- **The exercise**: Arrange the listing below, from its start through the line holding "[0,67,26,79]", inclusive, as a two-column CSV with the columns instruction and box. Each row should pair one line of text with the answer beneath it, each in a single quoted field with any line breaks turned into spaces, and the pictures left out.

━━━━━ Data for this task

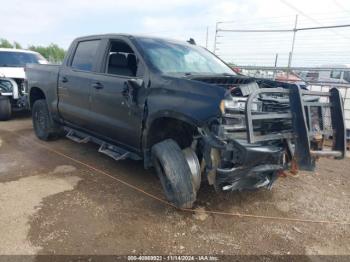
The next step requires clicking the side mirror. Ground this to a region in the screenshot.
[122,79,144,107]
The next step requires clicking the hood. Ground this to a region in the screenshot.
[0,67,26,79]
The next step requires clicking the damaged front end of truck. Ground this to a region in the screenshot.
[193,77,346,191]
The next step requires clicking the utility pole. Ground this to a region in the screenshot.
[205,26,209,49]
[287,15,298,80]
[213,22,220,54]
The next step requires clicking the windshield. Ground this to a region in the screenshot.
[139,38,235,75]
[0,51,47,67]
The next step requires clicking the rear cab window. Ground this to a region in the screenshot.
[71,39,101,71]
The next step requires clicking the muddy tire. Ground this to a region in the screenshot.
[152,139,196,208]
[32,99,63,141]
[0,96,12,121]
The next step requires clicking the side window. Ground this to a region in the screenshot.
[331,70,341,79]
[106,41,143,77]
[71,40,100,71]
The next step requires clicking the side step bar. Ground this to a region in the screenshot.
[64,127,141,161]
[245,84,346,171]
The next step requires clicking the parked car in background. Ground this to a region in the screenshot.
[0,48,47,120]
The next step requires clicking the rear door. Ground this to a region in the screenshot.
[91,38,145,151]
[58,39,101,128]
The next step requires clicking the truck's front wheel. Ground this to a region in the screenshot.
[0,96,12,121]
[152,139,196,208]
[32,99,62,141]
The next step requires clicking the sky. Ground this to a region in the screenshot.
[0,0,350,66]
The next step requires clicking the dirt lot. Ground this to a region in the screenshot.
[0,112,350,255]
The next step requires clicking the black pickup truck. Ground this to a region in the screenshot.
[26,34,346,208]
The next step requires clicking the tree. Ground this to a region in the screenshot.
[28,44,66,63]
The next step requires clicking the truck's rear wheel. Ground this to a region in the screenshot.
[0,96,12,121]
[32,99,62,141]
[152,139,196,208]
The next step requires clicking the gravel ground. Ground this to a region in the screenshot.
[0,115,350,260]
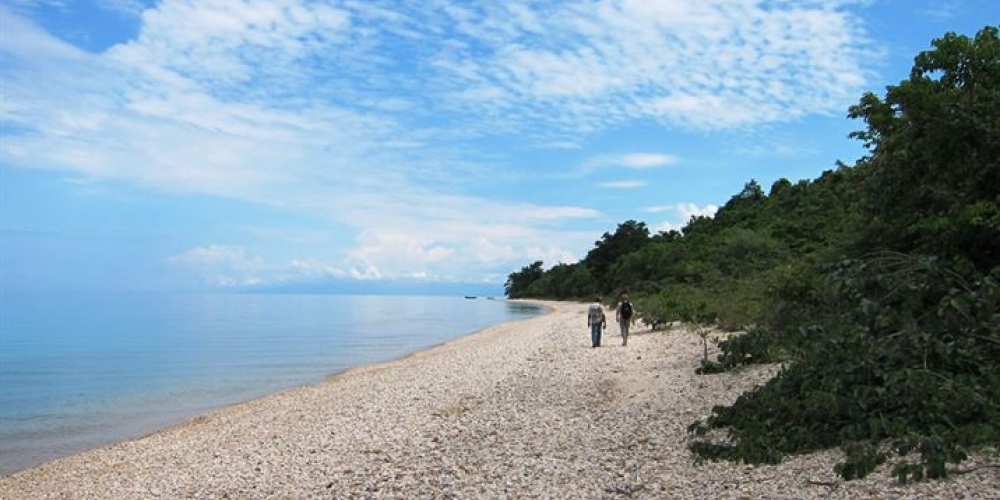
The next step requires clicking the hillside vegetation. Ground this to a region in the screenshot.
[506,26,1000,481]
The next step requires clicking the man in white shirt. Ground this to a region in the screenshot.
[587,297,608,347]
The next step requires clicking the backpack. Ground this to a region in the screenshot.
[621,300,632,319]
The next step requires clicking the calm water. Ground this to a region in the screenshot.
[0,292,542,474]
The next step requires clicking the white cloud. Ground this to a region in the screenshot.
[644,202,719,231]
[584,153,679,171]
[598,180,646,189]
[167,245,264,287]
[0,0,866,284]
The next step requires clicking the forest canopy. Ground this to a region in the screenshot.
[506,26,1000,481]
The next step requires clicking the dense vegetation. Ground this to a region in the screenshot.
[507,26,1000,481]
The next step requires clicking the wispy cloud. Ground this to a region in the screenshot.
[598,180,647,189]
[0,0,867,282]
[167,245,264,287]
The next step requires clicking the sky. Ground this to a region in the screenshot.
[0,0,1000,293]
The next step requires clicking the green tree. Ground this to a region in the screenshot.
[584,220,649,291]
[504,260,545,299]
[849,26,1000,270]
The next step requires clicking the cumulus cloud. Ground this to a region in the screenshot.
[644,202,719,231]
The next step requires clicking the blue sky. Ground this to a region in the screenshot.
[0,0,1000,290]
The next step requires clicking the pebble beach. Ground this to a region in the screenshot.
[0,302,1000,500]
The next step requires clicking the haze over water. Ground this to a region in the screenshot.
[0,293,542,474]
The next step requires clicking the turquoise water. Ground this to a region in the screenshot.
[0,292,542,474]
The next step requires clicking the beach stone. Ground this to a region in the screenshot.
[0,303,1000,500]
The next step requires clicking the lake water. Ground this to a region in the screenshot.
[0,291,542,474]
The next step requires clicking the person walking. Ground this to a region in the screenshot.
[587,297,608,348]
[615,293,632,346]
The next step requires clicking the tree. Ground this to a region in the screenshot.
[849,27,1000,270]
[584,220,649,291]
[504,260,545,299]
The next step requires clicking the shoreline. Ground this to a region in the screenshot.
[0,299,552,478]
[0,303,1000,500]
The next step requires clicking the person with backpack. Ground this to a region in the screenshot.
[587,297,608,347]
[615,293,632,346]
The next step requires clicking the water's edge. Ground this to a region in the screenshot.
[0,300,554,477]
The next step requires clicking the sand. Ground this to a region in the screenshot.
[0,303,1000,500]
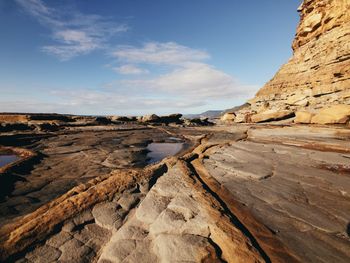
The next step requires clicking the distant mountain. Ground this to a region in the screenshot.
[221,103,250,115]
[184,110,223,119]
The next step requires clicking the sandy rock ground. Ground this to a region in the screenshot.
[0,122,350,263]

━━━━━━━━━━

- **Response below**:
instruction,box
"The next step requires clicking the side mirror. Ground this to a region in the screenshot.","[122,79,144,107]"
"The next step requires clicking the hood. Ground this to a region in the screenshot.","[0,67,26,79]"